What you will do:
Using the records below, find every line that includes "wooden" and copy it.

Data to use:

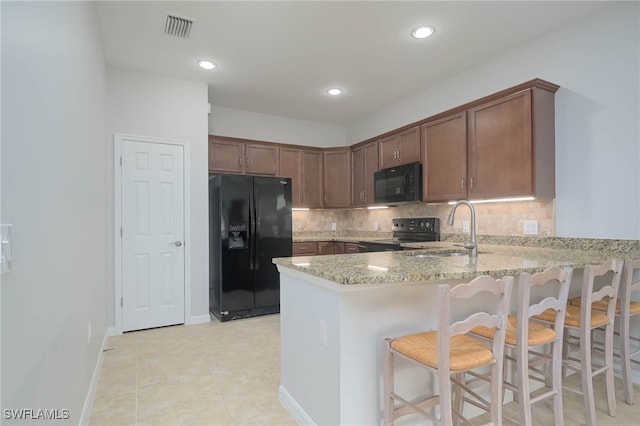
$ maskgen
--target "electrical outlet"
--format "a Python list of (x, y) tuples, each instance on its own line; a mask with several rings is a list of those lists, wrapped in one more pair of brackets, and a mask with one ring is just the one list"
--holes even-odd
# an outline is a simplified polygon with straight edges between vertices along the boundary
[(318, 319), (318, 337), (320, 339), (320, 344), (327, 347), (327, 322), (321, 319)]
[(462, 232), (469, 232), (469, 229), (471, 229), (471, 222), (469, 222), (468, 220), (463, 220), (462, 221)]
[(378, 222), (373, 222), (373, 230), (377, 231), (378, 229), (380, 229), (380, 224)]
[(87, 324), (87, 343), (91, 343), (91, 321)]
[(336, 223), (335, 222), (331, 222), (331, 230), (332, 231), (336, 230)]
[(538, 221), (524, 220), (522, 221), (522, 232), (524, 235), (538, 235)]

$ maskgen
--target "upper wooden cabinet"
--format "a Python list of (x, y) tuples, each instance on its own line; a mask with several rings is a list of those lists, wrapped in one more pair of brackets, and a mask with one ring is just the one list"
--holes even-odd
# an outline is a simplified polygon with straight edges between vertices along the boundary
[(400, 164), (420, 161), (420, 127), (408, 130), (380, 140), (380, 168), (388, 169)]
[(321, 150), (280, 147), (279, 176), (291, 178), (293, 207), (322, 208)]
[(467, 114), (461, 112), (422, 126), (425, 202), (467, 197)]
[(374, 202), (373, 174), (378, 171), (378, 142), (351, 149), (351, 205)]
[(324, 152), (324, 206), (351, 206), (351, 149)]
[(251, 175), (276, 175), (278, 173), (278, 146), (209, 136), (209, 170)]
[(324, 191), (323, 156), (321, 150), (302, 150), (302, 207), (322, 208)]
[(424, 201), (555, 196), (558, 87), (532, 83), (422, 125)]
[(469, 198), (555, 196), (554, 92), (533, 87), (468, 110)]

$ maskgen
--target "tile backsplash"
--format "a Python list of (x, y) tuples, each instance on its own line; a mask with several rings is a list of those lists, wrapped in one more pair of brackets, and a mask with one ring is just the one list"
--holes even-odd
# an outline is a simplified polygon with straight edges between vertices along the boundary
[[(441, 233), (462, 233), (462, 221), (469, 220), (469, 209), (458, 207), (453, 226), (447, 225), (448, 204), (407, 204), (381, 210), (309, 210), (293, 212), (293, 231), (391, 231), (394, 217), (439, 217)], [(511, 201), (474, 204), (476, 230), (480, 235), (524, 235), (525, 220), (538, 222), (538, 236), (555, 236), (554, 201)]]

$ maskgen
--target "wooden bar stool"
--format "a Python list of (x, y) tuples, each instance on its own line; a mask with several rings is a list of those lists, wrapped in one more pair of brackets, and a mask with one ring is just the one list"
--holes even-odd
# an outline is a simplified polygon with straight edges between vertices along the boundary
[[(620, 289), (618, 290), (618, 300), (616, 301), (615, 315), (618, 320), (620, 345), (614, 347), (614, 355), (620, 357), (622, 364), (622, 380), (624, 383), (624, 400), (627, 404), (633, 405), (634, 392), (633, 382), (631, 380), (631, 362), (638, 363), (633, 357), (640, 355), (640, 347), (631, 351), (631, 341), (640, 342), (637, 336), (631, 336), (629, 332), (629, 324), (631, 317), (640, 314), (640, 302), (632, 300), (633, 293), (640, 292), (640, 280), (633, 281), (634, 273), (640, 273), (640, 258), (627, 259), (624, 261), (622, 269), (622, 278), (620, 281)], [(574, 306), (581, 305), (581, 298), (571, 299)], [(608, 303), (606, 300), (594, 302), (591, 307), (600, 312), (606, 312)]]
[[(571, 268), (560, 269), (552, 267), (537, 274), (520, 274), (518, 280), (517, 315), (509, 315), (509, 325), (505, 337), (505, 367), (506, 361), (515, 361), (516, 380), (509, 382), (504, 377), (505, 388), (511, 389), (518, 400), (520, 419), (509, 419), (515, 423), (532, 425), (531, 406), (548, 398), (553, 398), (553, 411), (556, 426), (564, 424), (562, 408), (562, 345), (564, 330), (564, 311), (569, 295), (571, 283)], [(553, 296), (543, 298), (539, 303), (530, 304), (531, 289), (538, 286), (555, 286)], [(556, 315), (553, 327), (540, 322), (531, 321), (535, 315), (547, 309), (559, 313)], [(472, 330), (486, 339), (493, 339), (495, 329), (476, 327)], [(551, 345), (551, 354), (534, 351), (533, 348)], [(515, 358), (509, 356), (508, 351), (515, 352)], [(533, 357), (531, 357), (533, 355)], [(551, 365), (550, 389), (535, 396), (531, 396), (529, 380), (547, 383), (549, 378), (540, 370), (540, 363)], [(506, 368), (505, 368), (506, 370)], [(506, 417), (505, 417), (506, 418)]]
[[(502, 424), (502, 363), (506, 320), (513, 277), (496, 280), (481, 276), (467, 284), (450, 288), (446, 284), (438, 286), (440, 312), (437, 330), (384, 340), (384, 424), (407, 414), (418, 413), (427, 419), (444, 424), (456, 424), (463, 420), (463, 402), (469, 402), (490, 413), (490, 424)], [(495, 306), (486, 311), (475, 312), (463, 320), (452, 322), (453, 302), (470, 299), (481, 293), (497, 296)], [(469, 330), (484, 325), (496, 328), (493, 344), (487, 346), (468, 335)], [(409, 401), (394, 391), (394, 356), (399, 355), (438, 376), (439, 394), (425, 395)], [(475, 390), (465, 386), (464, 373), (482, 367), (490, 368), (490, 399), (482, 398)], [(453, 383), (453, 388), (452, 388)], [(452, 408), (452, 390), (455, 392), (456, 409)], [(464, 392), (469, 397), (464, 397)], [(400, 403), (396, 407), (396, 401)], [(425, 411), (429, 407), (440, 406), (440, 418)]]
[[(581, 290), (583, 304), (582, 306), (569, 304), (565, 313), (562, 364), (564, 369), (580, 372), (582, 388), (577, 390), (565, 386), (563, 389), (583, 395), (587, 424), (589, 425), (597, 424), (593, 378), (598, 374), (605, 373), (609, 415), (613, 417), (617, 415), (613, 383), (613, 324), (614, 300), (618, 294), (622, 265), (622, 260), (609, 260), (601, 265), (585, 266)], [(606, 281), (599, 283), (598, 289), (594, 289), (596, 278), (599, 278), (599, 281)], [(591, 304), (600, 300), (604, 300), (607, 304), (606, 313), (591, 309)], [(535, 318), (553, 324), (555, 317), (556, 311), (547, 310)], [(604, 362), (602, 365), (593, 365), (592, 333), (601, 327), (605, 332)], [(571, 356), (576, 348), (579, 349), (579, 358)]]

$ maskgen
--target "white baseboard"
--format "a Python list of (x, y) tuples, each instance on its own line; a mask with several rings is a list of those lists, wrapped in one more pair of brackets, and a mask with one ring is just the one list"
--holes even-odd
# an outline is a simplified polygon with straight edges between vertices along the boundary
[(116, 330), (115, 327), (107, 328), (107, 336), (120, 336), (121, 334), (122, 334), (122, 331)]
[(91, 376), (91, 383), (89, 384), (89, 390), (87, 391), (87, 397), (84, 400), (84, 406), (82, 407), (82, 415), (80, 416), (80, 426), (87, 426), (91, 419), (91, 409), (93, 408), (93, 400), (96, 396), (96, 389), (98, 388), (98, 380), (100, 379), (100, 372), (102, 371), (102, 362), (104, 361), (104, 348), (107, 346), (107, 340), (109, 339), (109, 329), (105, 330), (104, 338), (102, 339), (102, 346), (100, 347), (100, 353), (98, 354), (98, 360), (96, 366), (93, 369), (93, 375)]
[(186, 325), (205, 324), (208, 322), (211, 322), (211, 315), (195, 315), (189, 318), (189, 322)]
[(289, 392), (287, 392), (285, 388), (282, 387), (282, 385), (280, 385), (280, 387), (278, 388), (278, 399), (280, 399), (280, 402), (282, 403), (282, 405), (284, 405), (284, 408), (289, 411), (289, 414), (293, 416), (298, 424), (316, 426), (315, 422), (311, 420), (311, 417), (309, 417), (309, 415), (302, 409), (302, 407), (296, 402), (296, 400), (293, 399)]

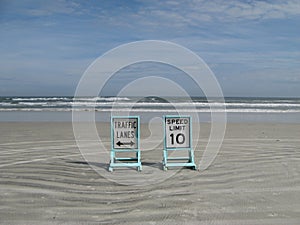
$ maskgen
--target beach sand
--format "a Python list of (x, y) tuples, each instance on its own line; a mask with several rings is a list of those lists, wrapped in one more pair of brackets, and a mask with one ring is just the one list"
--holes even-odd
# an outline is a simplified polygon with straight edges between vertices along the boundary
[[(109, 124), (98, 129), (109, 148)], [(201, 124), (197, 161), (209, 131), (209, 124)], [(142, 125), (141, 135), (149, 135), (147, 126)], [(3, 122), (0, 223), (300, 224), (299, 137), (300, 124), (231, 123), (207, 170), (153, 166), (166, 178), (136, 186), (95, 172), (76, 145), (71, 123)], [(148, 169), (113, 173), (128, 179), (151, 173), (151, 165), (162, 160), (162, 145), (143, 153), (146, 145), (151, 143), (142, 143)]]

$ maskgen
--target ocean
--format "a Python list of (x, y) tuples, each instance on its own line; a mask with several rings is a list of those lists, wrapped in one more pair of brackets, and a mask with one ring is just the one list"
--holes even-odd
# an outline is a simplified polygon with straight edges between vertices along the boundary
[(97, 121), (111, 114), (140, 115), (142, 122), (166, 114), (198, 114), (209, 122), (211, 112), (227, 113), (229, 122), (300, 123), (300, 98), (205, 97), (0, 97), (0, 121), (72, 121), (72, 111), (95, 111)]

Solution:
--target "upper wooden cabinet"
--target "wooden bar stool"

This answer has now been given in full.